EXERCISE DESCRIPTION —
Your answer must be one number: the count of lines below that hold the word "ferris".

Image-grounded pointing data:
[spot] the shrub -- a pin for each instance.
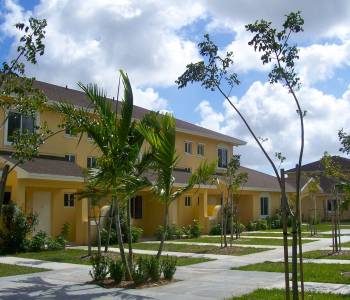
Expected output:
(116, 271)
(140, 271)
(14, 228)
(99, 269)
(215, 230)
(154, 270)
(38, 242)
(168, 267)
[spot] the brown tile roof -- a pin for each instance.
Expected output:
(77, 98)
(49, 166)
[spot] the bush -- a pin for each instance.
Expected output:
(215, 230)
(154, 270)
(14, 228)
(196, 229)
(99, 269)
(38, 242)
(140, 271)
(169, 267)
(116, 271)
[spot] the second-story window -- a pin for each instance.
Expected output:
(188, 147)
(91, 162)
(222, 157)
(70, 157)
(18, 122)
(200, 149)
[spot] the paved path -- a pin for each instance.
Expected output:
(209, 280)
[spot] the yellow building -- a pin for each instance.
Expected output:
(47, 184)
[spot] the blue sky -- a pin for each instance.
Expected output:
(90, 40)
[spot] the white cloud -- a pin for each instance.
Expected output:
(270, 110)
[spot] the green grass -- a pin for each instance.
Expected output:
(312, 272)
(278, 294)
(326, 254)
(347, 244)
(243, 241)
(11, 270)
(204, 249)
(74, 256)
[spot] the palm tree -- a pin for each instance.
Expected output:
(160, 131)
(111, 134)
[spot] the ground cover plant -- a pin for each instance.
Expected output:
(245, 241)
(329, 273)
(11, 270)
(77, 256)
(326, 254)
(278, 294)
(204, 249)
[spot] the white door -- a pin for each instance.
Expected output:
(42, 206)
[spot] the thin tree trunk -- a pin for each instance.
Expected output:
(110, 219)
(89, 227)
(165, 226)
(295, 259)
(120, 241)
(3, 180)
(130, 241)
(285, 236)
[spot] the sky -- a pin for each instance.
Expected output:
(153, 41)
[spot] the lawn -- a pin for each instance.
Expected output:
(11, 270)
(204, 249)
(278, 294)
(74, 256)
(312, 272)
(243, 241)
(326, 254)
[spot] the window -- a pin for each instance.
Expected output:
(136, 207)
(264, 206)
(70, 157)
(200, 149)
(188, 147)
(331, 205)
(222, 157)
(188, 201)
(18, 122)
(68, 200)
(91, 162)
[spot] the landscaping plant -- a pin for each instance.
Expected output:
(215, 73)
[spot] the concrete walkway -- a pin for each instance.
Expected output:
(209, 280)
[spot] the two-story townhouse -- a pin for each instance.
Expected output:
(47, 184)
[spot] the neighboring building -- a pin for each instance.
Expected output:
(47, 184)
(317, 190)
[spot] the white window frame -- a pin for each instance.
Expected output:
(191, 143)
(203, 145)
(188, 201)
(8, 143)
(69, 195)
(90, 158)
(265, 196)
(222, 147)
(71, 154)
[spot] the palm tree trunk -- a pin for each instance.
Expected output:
(130, 241)
(165, 226)
(3, 180)
(110, 219)
(120, 240)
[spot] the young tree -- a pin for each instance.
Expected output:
(215, 73)
(17, 94)
(160, 132)
(111, 134)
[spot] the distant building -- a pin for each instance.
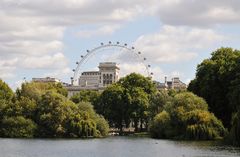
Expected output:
(46, 80)
(96, 80)
(175, 83)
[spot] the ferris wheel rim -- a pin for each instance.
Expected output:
(76, 71)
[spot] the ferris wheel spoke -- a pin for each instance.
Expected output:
(114, 48)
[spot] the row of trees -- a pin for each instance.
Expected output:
(186, 116)
(43, 110)
(168, 114)
(218, 82)
(124, 102)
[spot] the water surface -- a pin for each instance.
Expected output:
(113, 147)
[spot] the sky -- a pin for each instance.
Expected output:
(43, 38)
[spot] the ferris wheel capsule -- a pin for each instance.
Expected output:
(122, 48)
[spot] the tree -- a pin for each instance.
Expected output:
(6, 92)
(53, 111)
(213, 79)
(115, 105)
(23, 107)
(17, 127)
(187, 117)
(139, 107)
(157, 102)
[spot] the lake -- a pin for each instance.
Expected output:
(113, 147)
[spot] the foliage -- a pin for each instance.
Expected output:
(114, 105)
(18, 127)
(217, 78)
(234, 135)
(127, 101)
(186, 117)
(6, 92)
(43, 110)
(161, 126)
(53, 111)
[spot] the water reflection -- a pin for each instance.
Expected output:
(114, 147)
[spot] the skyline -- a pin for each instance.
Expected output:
(42, 38)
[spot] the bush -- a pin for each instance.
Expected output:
(187, 117)
(160, 127)
(203, 125)
(18, 127)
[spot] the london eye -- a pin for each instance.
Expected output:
(116, 48)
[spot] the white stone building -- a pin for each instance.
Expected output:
(96, 80)
(46, 80)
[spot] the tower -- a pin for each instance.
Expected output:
(108, 73)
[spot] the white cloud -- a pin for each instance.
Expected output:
(103, 30)
(198, 13)
(174, 44)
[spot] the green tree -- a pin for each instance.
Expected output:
(187, 117)
(139, 107)
(6, 92)
(53, 111)
(115, 105)
(17, 127)
(213, 79)
(157, 102)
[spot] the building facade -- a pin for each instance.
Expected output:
(175, 83)
(46, 80)
(96, 80)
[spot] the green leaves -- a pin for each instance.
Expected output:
(187, 117)
(43, 110)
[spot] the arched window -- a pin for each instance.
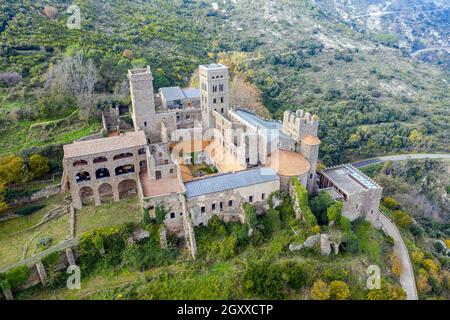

ANSWER TO THE EXERCISE —
3